> TRECHO DO TEXTO:
O PIOR DOS MUNDOS – primeiras e últimas impressões

Era assim. Existia um lugar onde havia pessoas infelizes, outras quase infelizes, possíveis atrizes sem palco, sem roteiro, personagens aflitas em busca de um horizonte, vagavam no mangue do poder público, difuso, indiferente, politicamente insalubre. Sim, não nego, nesse pior dos mundos havia gente que sorria, aos poucos confesso fui dispensando o sorriso, pois na troca voltava um sorriso quase padronizado pelos sorridentes era um sorriso desdenhoso, no olhar que do sorriso havia um brilho - sinistro.
Pobre do sorridente legítimo corria risco de amargar estigma, era notado pela diferença e isso não era bom. Para alguns ainda não contaminados, este era um consolo, um alívio, era bom cruzar um sorridente, que fatalmente com o passar dos anos também mudaria o tom de seu sorriso.
Juro que falo sem exagero, no começo eu não entendia e sorria, achava que quem me retribuía o sorriso simpatizava comigo, não notava o escárnio furibundo e tolamente na primeira oportunidade que tinha eu manifestava vontade de estabelecer amizade. Lembro que alguma alma boa me avisou para não me mostrar expansiva, mas não ouvi, isso não me parecia possível, não entendia o que significavam esses conselhos velados. O dilema da simpatia me acompanhou por vinte e quatro anos.
No ambiente pesado de trabalho, estranhava o silêncio que às vezes era bruscamente interrompido por gargalhadas histéricas entre os superiores, quando entre si se comunicavam com trejeitos imitativos e insinuações maldosas , muito críticas numa linguagem cheia de códigos. Mas uma coisa eu sabia, não eram amigos, riam às gargalhadas a custa dos outros e das situações que permanentemente criticavam. Tudo era alvo de crítica contumaz e não permitiam a menor possibilidade de inclusão em grupo.
Entre os colegas fui a estrangeira recebida com má vontade e o tratamento que me dispensavam era cheio de rancor, eu simbolizava uma categoria descolada da burguesia a qual não pertencia, mas minha boa aparência e a condição de indicação política que me colocou nesse pior dos mundos geravam hostilidade.

> REGISTROS FORNECIDOS:
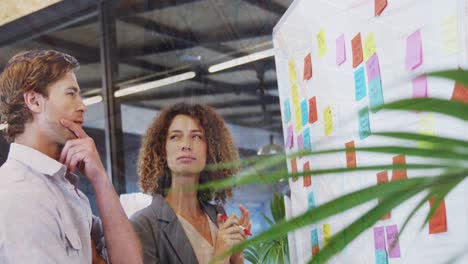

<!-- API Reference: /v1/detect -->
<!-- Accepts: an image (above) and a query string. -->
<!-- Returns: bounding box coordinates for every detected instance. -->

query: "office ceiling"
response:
[0,0,292,133]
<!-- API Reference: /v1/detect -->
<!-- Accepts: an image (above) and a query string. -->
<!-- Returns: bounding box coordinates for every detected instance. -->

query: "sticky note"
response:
[375,250,388,264]
[441,16,460,56]
[452,83,468,104]
[283,98,291,123]
[336,34,346,65]
[323,106,333,136]
[288,60,297,85]
[317,28,327,57]
[429,198,447,234]
[385,225,401,258]
[366,53,380,82]
[309,96,318,124]
[411,75,427,98]
[345,140,356,168]
[405,30,422,70]
[307,192,318,207]
[369,77,384,113]
[363,32,376,61]
[310,229,319,256]
[351,33,362,68]
[374,0,387,16]
[301,100,309,126]
[303,128,312,151]
[374,226,386,251]
[359,107,371,139]
[354,66,367,101]
[286,126,294,149]
[304,53,312,80]
[377,171,391,220]
[392,155,408,181]
[323,224,331,245]
[302,161,312,187]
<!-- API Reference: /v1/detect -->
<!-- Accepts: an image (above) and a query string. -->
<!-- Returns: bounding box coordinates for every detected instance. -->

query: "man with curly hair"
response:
[0,50,142,264]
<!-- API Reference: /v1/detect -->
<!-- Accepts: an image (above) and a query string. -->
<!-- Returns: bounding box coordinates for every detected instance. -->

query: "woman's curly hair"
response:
[138,103,239,204]
[0,50,79,142]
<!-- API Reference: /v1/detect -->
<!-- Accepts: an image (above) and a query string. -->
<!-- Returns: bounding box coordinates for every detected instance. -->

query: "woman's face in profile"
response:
[166,115,207,177]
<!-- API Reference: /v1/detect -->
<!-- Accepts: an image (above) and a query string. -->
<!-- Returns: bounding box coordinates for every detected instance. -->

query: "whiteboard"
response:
[273,0,468,263]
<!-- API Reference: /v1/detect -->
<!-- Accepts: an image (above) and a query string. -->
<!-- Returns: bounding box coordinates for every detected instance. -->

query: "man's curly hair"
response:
[0,50,79,142]
[138,103,239,204]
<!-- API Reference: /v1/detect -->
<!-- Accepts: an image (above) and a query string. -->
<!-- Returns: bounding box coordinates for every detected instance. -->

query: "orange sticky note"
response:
[302,161,312,187]
[429,198,447,234]
[309,96,318,124]
[452,83,468,104]
[377,171,391,220]
[374,0,387,16]
[392,155,407,181]
[351,32,362,68]
[304,53,312,80]
[291,158,297,181]
[345,140,356,168]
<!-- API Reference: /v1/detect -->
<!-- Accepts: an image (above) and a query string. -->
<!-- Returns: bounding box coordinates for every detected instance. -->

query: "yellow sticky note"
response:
[322,224,331,245]
[363,32,376,61]
[323,106,333,136]
[418,113,435,149]
[288,60,297,85]
[441,16,460,56]
[317,28,327,57]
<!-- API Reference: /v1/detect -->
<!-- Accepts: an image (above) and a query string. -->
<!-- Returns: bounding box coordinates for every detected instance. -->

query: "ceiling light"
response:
[208,49,275,73]
[114,71,196,97]
[83,95,102,105]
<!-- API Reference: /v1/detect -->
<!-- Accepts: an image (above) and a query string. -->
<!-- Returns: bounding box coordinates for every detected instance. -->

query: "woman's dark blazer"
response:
[130,195,225,264]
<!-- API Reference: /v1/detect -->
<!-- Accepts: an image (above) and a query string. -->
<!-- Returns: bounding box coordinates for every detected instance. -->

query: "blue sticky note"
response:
[354,66,367,101]
[303,128,312,151]
[375,250,388,264]
[310,229,318,246]
[307,192,315,209]
[301,100,309,126]
[359,106,371,139]
[369,77,384,113]
[284,98,291,123]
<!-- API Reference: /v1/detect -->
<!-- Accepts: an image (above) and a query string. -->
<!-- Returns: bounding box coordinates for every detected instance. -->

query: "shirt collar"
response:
[8,143,67,176]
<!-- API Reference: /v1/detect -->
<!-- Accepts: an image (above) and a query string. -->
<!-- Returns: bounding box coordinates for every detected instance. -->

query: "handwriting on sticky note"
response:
[354,66,367,101]
[374,0,387,16]
[363,32,376,61]
[358,107,371,139]
[323,106,333,136]
[369,77,384,113]
[451,82,468,104]
[309,96,318,124]
[411,75,427,98]
[392,155,408,181]
[302,161,315,188]
[345,140,356,168]
[385,225,401,258]
[351,33,362,68]
[336,34,346,65]
[317,28,327,57]
[301,100,309,126]
[429,197,447,234]
[405,30,423,70]
[304,53,312,80]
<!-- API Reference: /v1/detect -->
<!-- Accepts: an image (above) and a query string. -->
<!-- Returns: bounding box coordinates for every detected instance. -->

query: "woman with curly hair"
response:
[131,103,251,264]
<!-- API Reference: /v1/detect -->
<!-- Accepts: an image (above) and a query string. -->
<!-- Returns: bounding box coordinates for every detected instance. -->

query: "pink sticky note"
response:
[411,75,427,98]
[286,125,294,148]
[336,34,346,65]
[406,29,422,70]
[366,53,382,82]
[374,226,386,250]
[385,225,401,258]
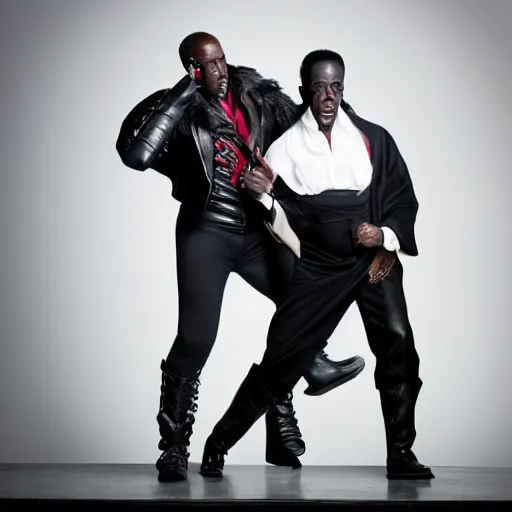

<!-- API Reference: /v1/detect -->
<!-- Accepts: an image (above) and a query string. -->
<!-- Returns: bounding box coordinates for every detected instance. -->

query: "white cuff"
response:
[381,227,400,252]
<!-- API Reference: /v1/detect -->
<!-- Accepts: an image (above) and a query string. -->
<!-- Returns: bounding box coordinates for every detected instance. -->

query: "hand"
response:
[241,165,272,198]
[368,248,397,284]
[241,148,277,197]
[354,222,384,247]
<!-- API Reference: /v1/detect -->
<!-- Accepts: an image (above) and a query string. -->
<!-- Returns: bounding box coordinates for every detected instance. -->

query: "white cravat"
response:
[259,108,400,254]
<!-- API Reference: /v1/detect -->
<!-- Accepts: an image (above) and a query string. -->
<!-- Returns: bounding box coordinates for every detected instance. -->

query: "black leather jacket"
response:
[116,66,299,210]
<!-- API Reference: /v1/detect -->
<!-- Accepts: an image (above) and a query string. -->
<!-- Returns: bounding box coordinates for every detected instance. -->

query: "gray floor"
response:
[0,464,512,502]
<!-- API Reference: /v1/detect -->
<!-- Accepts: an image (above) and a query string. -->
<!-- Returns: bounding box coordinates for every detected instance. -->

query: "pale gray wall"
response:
[0,0,512,466]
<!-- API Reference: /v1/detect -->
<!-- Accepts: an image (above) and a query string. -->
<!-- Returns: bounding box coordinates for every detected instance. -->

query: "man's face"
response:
[309,61,345,132]
[194,40,228,99]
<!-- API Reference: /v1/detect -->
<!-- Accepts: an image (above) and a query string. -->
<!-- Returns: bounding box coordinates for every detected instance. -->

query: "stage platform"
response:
[0,464,512,511]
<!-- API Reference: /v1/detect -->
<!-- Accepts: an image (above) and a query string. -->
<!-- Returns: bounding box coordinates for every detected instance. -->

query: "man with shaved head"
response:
[116,32,364,481]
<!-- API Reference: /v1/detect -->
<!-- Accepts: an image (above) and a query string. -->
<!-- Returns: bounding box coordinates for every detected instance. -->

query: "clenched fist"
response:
[354,222,384,247]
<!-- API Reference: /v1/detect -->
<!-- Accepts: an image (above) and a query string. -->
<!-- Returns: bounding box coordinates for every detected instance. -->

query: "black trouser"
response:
[260,260,421,397]
[167,214,294,377]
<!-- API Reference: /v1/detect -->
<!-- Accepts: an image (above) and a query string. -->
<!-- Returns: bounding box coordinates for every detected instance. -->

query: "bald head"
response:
[178,32,228,98]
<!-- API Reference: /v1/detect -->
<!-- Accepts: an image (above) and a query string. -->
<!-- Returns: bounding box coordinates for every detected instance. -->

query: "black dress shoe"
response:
[303,350,365,396]
[386,450,435,480]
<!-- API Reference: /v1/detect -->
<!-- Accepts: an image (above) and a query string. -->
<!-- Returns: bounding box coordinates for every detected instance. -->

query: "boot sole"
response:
[386,471,435,480]
[304,364,365,396]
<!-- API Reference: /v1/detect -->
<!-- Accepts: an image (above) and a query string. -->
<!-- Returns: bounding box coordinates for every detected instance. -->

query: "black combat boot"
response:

> CONJUNTO DE TAREFAS:
1. Como você resumiria o trecho em duas frases?
2. Pode dar como lista JSON de strings, uma por linha e sem as linhas em branco, as linhas dos registros desde o início até a linha que contém "[0,0,292,133]", inclusive? Deixe as imagens de fora da resposta.
Os registros não têm nenhuma relação com o trecho.

> RESULTADOS EM ORDEM:
1. O trecho descreve um lugar ligado ao poder público, chamado de "pior dos mundos", onde os sorrisos eram desdenhosos e os superiores riam às gargalhadas à custa dos outros. Quem narra conta que viveu por vinte e quatro anos o dilema da simpatia, sem notar de início o escárnio, e que os colegas lhe dispensaram um tratamento cheio de rancor e hostilidade.

2.
[
  "<!-- API Reference: /v1/detect -->",
  "<!-- Accepts: an image (above) and a query string. -->",
  "<!-- Returns: bounding box coordinates for every detected instance. -->",
  "query: \"office ceiling\"",
  "response:",
  "[0,0,292,133]"
]